- Problem to solve -
Pull out of the data below the stretch of lines bounded by the one containing "indicate the calm" and the one containing "indicate the shrub, a point for each instance", both bounds included, unchanged.

Stored dataset items:
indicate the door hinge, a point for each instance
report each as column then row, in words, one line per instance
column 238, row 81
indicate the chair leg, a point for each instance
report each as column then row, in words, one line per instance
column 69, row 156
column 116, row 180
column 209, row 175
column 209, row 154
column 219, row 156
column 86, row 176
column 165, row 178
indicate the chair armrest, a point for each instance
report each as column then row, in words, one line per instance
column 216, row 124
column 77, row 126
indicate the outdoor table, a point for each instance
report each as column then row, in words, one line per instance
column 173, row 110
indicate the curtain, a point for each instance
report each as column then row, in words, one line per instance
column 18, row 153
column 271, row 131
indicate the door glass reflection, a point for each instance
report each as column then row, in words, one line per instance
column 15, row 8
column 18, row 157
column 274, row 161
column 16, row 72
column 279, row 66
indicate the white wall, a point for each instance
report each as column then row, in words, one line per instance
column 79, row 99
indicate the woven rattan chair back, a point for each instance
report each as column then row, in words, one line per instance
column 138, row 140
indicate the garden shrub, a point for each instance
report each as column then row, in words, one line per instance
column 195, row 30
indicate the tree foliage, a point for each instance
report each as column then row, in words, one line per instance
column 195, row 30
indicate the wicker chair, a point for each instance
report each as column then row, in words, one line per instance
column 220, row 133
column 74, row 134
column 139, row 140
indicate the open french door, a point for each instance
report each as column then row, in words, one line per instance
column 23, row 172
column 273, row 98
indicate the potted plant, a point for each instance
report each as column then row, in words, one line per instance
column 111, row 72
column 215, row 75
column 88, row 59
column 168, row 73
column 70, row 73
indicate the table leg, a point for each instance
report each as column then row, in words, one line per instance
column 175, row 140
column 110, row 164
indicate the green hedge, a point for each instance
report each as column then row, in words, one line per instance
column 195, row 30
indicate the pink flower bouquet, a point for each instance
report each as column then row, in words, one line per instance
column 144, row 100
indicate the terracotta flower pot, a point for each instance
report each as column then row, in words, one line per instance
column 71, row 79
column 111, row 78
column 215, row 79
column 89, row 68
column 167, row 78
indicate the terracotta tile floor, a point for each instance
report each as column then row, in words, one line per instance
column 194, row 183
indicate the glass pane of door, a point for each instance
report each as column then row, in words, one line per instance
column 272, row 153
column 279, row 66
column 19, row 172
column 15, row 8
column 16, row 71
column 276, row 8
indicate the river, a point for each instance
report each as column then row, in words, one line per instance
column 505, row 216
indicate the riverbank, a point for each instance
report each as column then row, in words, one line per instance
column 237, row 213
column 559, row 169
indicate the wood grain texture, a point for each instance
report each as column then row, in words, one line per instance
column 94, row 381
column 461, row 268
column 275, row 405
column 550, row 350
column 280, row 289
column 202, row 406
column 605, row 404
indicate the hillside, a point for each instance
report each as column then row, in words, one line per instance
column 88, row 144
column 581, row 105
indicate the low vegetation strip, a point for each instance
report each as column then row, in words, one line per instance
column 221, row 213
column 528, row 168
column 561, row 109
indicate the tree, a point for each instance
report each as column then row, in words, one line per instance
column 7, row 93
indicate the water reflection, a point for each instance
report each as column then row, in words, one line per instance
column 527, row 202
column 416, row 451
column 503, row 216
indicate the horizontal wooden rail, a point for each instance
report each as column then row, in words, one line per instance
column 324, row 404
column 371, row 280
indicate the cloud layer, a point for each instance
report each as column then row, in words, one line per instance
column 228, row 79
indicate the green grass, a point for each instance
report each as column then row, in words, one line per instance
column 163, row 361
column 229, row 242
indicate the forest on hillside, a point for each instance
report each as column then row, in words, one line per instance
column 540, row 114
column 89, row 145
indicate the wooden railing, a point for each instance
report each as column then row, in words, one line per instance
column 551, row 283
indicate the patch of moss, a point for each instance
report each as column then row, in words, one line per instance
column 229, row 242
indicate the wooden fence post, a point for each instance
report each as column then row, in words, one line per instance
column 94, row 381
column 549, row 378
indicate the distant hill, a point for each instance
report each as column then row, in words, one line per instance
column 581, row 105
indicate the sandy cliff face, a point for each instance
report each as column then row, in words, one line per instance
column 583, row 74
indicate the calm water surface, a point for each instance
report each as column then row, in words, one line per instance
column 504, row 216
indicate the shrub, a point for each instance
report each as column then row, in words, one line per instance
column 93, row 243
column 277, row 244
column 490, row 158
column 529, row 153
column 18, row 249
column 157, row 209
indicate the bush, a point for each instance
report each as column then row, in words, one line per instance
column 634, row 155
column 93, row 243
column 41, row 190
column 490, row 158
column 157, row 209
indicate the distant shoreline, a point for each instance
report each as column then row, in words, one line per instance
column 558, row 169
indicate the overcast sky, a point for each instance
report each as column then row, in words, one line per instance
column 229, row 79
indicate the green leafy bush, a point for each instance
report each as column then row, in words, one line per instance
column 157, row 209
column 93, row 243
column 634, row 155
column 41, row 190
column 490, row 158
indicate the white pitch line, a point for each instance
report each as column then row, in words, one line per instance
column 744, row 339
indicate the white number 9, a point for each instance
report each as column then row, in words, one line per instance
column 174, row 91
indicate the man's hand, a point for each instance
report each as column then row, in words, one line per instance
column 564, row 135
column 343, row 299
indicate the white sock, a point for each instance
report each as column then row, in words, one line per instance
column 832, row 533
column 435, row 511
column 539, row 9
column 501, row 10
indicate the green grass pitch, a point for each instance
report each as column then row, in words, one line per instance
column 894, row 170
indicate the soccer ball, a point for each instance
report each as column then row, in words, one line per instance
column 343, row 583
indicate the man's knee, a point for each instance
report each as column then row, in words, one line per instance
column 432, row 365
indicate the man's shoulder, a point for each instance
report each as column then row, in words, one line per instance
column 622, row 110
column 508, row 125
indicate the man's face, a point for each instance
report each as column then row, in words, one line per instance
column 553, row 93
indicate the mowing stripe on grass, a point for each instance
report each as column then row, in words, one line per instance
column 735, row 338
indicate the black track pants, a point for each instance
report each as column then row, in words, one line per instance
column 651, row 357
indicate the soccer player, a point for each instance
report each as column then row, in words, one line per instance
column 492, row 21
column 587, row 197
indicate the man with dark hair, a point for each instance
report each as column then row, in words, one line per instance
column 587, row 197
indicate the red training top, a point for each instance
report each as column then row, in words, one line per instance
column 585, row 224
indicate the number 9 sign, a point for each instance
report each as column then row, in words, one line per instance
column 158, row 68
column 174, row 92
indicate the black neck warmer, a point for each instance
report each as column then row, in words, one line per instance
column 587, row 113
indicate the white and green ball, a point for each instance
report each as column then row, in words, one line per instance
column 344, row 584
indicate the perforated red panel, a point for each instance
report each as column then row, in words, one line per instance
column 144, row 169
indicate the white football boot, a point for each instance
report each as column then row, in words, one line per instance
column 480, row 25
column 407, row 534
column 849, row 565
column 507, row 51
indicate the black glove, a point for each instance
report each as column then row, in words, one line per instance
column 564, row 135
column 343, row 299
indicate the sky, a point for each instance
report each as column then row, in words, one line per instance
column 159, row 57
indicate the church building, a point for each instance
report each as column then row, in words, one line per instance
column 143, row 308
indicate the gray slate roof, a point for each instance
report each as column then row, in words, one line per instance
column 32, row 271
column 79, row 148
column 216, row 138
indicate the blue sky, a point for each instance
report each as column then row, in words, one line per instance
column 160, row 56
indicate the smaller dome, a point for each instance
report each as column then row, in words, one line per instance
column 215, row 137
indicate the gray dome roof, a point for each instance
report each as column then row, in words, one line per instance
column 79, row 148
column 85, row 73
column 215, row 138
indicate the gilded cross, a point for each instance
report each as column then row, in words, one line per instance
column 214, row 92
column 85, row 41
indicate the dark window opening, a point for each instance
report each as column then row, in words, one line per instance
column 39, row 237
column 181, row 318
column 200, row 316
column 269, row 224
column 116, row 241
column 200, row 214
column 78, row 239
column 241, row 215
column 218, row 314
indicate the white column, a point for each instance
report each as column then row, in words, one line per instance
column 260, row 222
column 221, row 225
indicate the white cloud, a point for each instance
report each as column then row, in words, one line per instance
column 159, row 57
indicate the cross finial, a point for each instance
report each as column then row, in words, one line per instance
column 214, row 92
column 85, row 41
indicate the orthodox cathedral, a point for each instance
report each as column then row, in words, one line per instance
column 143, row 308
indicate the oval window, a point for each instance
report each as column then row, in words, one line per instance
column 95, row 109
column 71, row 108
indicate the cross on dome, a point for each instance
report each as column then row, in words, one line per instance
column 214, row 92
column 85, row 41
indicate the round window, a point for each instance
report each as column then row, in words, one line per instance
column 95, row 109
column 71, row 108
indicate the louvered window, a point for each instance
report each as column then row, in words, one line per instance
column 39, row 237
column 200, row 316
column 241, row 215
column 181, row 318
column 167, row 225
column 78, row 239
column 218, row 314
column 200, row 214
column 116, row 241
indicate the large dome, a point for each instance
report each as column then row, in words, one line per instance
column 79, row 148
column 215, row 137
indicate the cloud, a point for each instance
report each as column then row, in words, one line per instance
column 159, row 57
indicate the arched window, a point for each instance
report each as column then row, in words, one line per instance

- Response area -
indicate the calm water surface, a point for each instance
report each as column then row, in words, one line per instance
column 504, row 216
indicate the shrub, a point for each instance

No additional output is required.